Seit mehr als einem Jahr gilt bei Wertpapiergeschäften im Rahmen der Geeignetheitsprüfung die Pflicht zur Abfrage der Nachhaltigkeitspräferenzen des Kunden – und damit auch eine neue mögliche Haftungsgefahr für Finanzberater. Worauf also ist bei Wertpapiergeschäften mit dem Kunden zu achten?

Ein Artikel von Dr. Jochen Eichhorn, Rechtsanwalt und Partner Barckhaus Rechtsanwälte Partnerschaft mbB

Mittlerweile kommt der Abfrage der sogenannten Nachhaltigkeitspräferenzen bei der Erbringung von Wertpapierdienstleistungen eine erhebliche Bedeutung zu. So müssen vor einer Anlageberatung oder Portfolioverwaltung die Nachhaltigkeitspräferenzen des Kunden im Rahmen der Geeignetheitsprüfung erfragt und dann bei der Erbringung der jeweiligen Wertpapierdienstleistung auch beachtet werden. Diese aufsichtsrechtliche Vorgabe gilt sowohl für Wertpapierdienstleistungsunternehmen nach dem Wertpapierhandelsgesetz (WpHG) wie auch für Anlagevermittler nach der Finanzanlagenvermittlungsverordnung. Sie sollte beachtet werden, nicht nur um aufsichtsbehördliche Maßnahmen, sondern auch um zivilrechtliche Haftungsansprüche des Kunden zu vermeiden. Man mag sich in diesem Zusammenhang an die Rechtsprechung zur Aufklärung über Zuwendungen („Kick-Backs“) erinnern. Damals haben Kunden im großen Umfang die Rückabwicklung von Wertpapiergeschäften erwirken können, wenn sie nicht richtig über Zuwendungen aufgeklärt worden waren.

» **BEREITGESTELLTES MATERIAL**
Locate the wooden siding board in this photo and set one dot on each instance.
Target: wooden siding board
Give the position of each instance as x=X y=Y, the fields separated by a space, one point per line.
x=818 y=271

» **ZU ERLEDIGENDE AUFGABE**
Setzen Sie den Ausgangstext über die Abfrage der Nachhaltigkeitspräferenzen bei Wertpapiergeschäften im Anschluss an seinen letzten Satz fort.

» **ANTWORT ZUR AUFGABE**
Zwar haben sich in der Zwischenzeit zahlreiche „Verbraucherschutzanwälte“ von der Finanzdienstleistungsbranche abgewendet und bearbeiten jetzt z. B. „Diesel­gate“-Fälle. Es muss allerdings befürchtet werden, dass sie wieder zurückkommen, wenn Ansatzpunkte für eine Haftung bei der Erbringung von Wertpapierdienstleistungen erkennbar sind. Dies wird insbesondere dann der Fall sein, wenn bei den Kunden Kursverluste eingetreten sind, die durch eine Rückabwicklung ausgeglichen werden können.

Aufsichtsrechtliche Pflicht zur Erfragung der Nachhaltigkeitspräferenzen

Ein Einfallstor dafür könnte bei der Erbringung von Wertpapierdienstleistungen die neue Pflicht bieten, auch die Nachhaltigkeitspräferenzen des Kunden zu berücksichtigen – neben den bislang relevanten Punkten, nämlich den Kenntnissen und Erfahrungen, der Risikobereitschaft, der Verlusttragfähigkeit und der Anlagedauer des Kunden.

Abgefragt werden muss konkret Folgendes:

  • Welcher Mindestanteil soll in ein ökologisches Investment gemäß der EU-Taxonomie-­Verordnung investiert werden?
  • Welcher Mindestanteil soll in eine nachhaltige Investition nach der EU-Offenlegungsverordnung investiert werden?
  • Welche nachteiligen Auswirkungen auf Nachhaltigkeitsfaktoren (sogenannte Principal Adverse Impacts, PAI) sollen berücksichtigt werden?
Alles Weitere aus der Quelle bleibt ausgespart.